SELECTED EXTRACT
The animal was six foot long

Villagers living in a quaint hamlet have reacted with horror after the RSPCA revealed a country lane near their homes was being used as a dumping ground for snakes.

The animal charity issued the chilling warning after a live six foot boa constrictor was discovered opposite a layby on the B5062 near Roden, Shropshire, on Friday.

The body of another long-deceased snake of a similar size was also found nearby prompting fears the road is being used as place to dump unwanted exotic pets.

Residents living in the village have been left spooked by the news with some concerned about letting their children or pets outdoors.

One local wrote on social media: “Is it just me or is this freaking anybody else out? I don’t want live 6ft snakes slithering around the village.”

Another added: “This is literally the stuff of my nightmares. My skin is crawling just thinking about it.”

One resident joked “Where’s Samuel L when you need him?” but another put: “This really isn’t funny. I’m concerned for my kids and dog. These animals can attack.”

Another social media user said: “You’ve got to think about these poor reptiles too, they won’t last long in our weather without the proper care.” One person replied: “Exactly, they will be hungry. And that’s why I don’t want to let my pet out. These animals can be brutal killers and would target something small.”

Boa constrictors use they jaws - which are lined with hooked teeth - for grabbing and holding prey before squeezing them to the point of suffocation.

Boas are said to “eat almost anything” they can catch in the wild - including birds, monkeys, and wild pigs.

They are non-venomous but their jaws can stretch wide enough to swallow large prey whole.

The RSPCA said they were contacted after the boa constrictor was discovered with a broken jaw by two motorists at around 4pm on Roden Lane.

The drivers managed to safely block the creature in with their cars before calling the police, who then closed the road.

RSPCA inspector Claire Davey, along with the charity’s animal rescue officer Rachel Ward, who specialises in exotic animals, attended the scene.

The boa was bleeding from its jaw and was seen coughing up blood after it is believed to have been hit by a car.

The officers managed to safely contain the reptile in a large duvet cover using a specialist pole with a hook.

It was taken to a vets and given pain relief but the reptile died later that night.

The RSPCA believes both reptiles were deliberately abandoned in the area and said they believe the country lane is being used as a place to dump unwanted pets.

Claire said: “Normally when we get a call like this we find the snake has been misidentified and it’s actually a small native species, so we were very surprised when we arrived and saw a six-foot boa constrictor on the road.

“It’s very sad that this beautiful creature’s life ended like this.

“Sadly we think this snake was probably abandoned as it’s a very isolated location and there are no houses around for at least a mile.

“The discovery of the body of another snake close by also leads us to believe that someone has deliberately left them.

“Unfortunately these sorts of incidents are not unusual; we receive hundreds of calls every year relating to reptiles, and some of these have either escaped or may have been abandoned by their owners.

“Sadly snakes and lizards often end up in our care as some owners don’t realise the commitment that is involved in meeting their needs.

“For example, an adult boa constrictor can grow up to 13-feet long and live for over 20 years in captivity, which is why we always urge people to do their research before taking on any exotic animal as a pet.”

DATA EXTRACT
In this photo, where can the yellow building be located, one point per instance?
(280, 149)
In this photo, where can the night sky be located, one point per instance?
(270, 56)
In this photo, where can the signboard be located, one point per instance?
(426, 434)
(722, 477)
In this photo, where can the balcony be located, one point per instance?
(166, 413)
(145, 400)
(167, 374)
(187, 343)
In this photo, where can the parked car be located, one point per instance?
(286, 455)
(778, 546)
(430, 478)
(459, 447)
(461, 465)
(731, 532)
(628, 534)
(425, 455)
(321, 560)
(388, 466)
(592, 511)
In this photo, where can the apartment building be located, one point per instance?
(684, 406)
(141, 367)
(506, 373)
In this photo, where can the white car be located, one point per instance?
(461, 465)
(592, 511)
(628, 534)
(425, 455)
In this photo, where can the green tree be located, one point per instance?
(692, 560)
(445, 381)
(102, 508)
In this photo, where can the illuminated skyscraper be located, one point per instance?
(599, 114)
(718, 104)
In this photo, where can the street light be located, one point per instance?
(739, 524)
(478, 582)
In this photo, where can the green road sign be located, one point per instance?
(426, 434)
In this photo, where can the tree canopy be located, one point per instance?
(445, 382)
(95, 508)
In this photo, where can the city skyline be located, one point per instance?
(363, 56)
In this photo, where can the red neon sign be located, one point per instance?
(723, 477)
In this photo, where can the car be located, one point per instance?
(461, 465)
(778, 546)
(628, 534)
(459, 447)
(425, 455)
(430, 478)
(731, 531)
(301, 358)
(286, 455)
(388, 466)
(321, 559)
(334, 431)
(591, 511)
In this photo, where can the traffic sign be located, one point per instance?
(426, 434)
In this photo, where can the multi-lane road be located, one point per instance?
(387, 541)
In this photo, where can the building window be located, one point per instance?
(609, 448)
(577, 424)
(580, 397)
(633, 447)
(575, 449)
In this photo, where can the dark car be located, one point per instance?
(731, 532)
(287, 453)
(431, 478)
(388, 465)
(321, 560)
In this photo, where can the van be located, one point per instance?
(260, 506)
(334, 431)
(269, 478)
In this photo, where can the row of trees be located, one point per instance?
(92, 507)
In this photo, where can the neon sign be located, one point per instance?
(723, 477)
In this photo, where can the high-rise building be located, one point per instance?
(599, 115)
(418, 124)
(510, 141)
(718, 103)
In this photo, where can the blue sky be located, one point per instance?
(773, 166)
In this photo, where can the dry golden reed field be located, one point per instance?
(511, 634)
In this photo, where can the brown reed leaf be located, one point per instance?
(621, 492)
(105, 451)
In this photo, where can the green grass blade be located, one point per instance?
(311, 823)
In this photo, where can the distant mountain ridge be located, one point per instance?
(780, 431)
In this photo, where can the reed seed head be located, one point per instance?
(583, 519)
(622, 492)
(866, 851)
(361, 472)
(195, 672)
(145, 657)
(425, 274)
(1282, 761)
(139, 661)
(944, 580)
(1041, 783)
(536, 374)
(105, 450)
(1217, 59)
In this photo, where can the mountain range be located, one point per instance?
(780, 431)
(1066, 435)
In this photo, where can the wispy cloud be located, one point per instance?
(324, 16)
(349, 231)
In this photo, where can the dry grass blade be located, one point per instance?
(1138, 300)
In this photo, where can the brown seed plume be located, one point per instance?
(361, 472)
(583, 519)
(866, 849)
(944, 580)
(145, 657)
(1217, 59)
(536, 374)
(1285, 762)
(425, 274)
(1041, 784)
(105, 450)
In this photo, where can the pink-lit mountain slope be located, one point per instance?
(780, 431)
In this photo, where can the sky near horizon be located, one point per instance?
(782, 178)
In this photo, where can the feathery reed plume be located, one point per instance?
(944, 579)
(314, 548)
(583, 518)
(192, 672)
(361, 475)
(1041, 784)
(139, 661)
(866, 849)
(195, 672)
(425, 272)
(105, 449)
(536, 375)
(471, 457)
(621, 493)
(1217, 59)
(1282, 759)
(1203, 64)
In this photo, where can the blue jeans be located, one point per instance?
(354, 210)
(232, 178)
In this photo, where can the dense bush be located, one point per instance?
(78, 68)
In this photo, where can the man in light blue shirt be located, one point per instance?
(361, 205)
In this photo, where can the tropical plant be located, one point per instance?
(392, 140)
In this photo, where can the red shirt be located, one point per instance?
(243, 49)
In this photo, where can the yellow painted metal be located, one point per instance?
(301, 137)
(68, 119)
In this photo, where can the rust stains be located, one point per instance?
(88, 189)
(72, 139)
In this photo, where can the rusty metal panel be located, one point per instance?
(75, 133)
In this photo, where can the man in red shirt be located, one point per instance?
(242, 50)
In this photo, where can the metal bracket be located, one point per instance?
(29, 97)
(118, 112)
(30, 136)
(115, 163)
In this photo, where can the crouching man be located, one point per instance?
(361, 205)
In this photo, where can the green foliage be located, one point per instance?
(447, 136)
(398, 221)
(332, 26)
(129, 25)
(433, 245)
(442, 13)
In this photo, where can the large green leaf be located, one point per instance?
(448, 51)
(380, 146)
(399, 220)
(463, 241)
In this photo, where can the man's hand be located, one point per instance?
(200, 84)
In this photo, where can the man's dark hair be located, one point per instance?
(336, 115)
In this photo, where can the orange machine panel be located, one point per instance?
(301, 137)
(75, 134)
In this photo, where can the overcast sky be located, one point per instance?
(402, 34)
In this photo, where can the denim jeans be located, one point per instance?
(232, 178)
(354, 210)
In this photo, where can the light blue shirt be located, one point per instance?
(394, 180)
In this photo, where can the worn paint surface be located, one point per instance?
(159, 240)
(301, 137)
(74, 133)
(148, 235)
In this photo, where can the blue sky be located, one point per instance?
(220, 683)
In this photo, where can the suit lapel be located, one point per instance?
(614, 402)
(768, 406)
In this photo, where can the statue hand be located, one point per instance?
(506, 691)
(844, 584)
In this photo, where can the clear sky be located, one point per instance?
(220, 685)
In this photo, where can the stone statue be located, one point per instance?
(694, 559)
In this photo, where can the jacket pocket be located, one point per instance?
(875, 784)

YOUR TASKS
1 – List the prey animals that the article on the abandoned boa constrictor says boas catch in the wild.
2 – According to the article on the abandoned boa constrictor, how did the RSPCA officers contain the injured snake?

REPLIES
1 – Birds, monkeys, and wild pigs.

2 – They contained it in a large duvet cover using a specialist pole with a hook.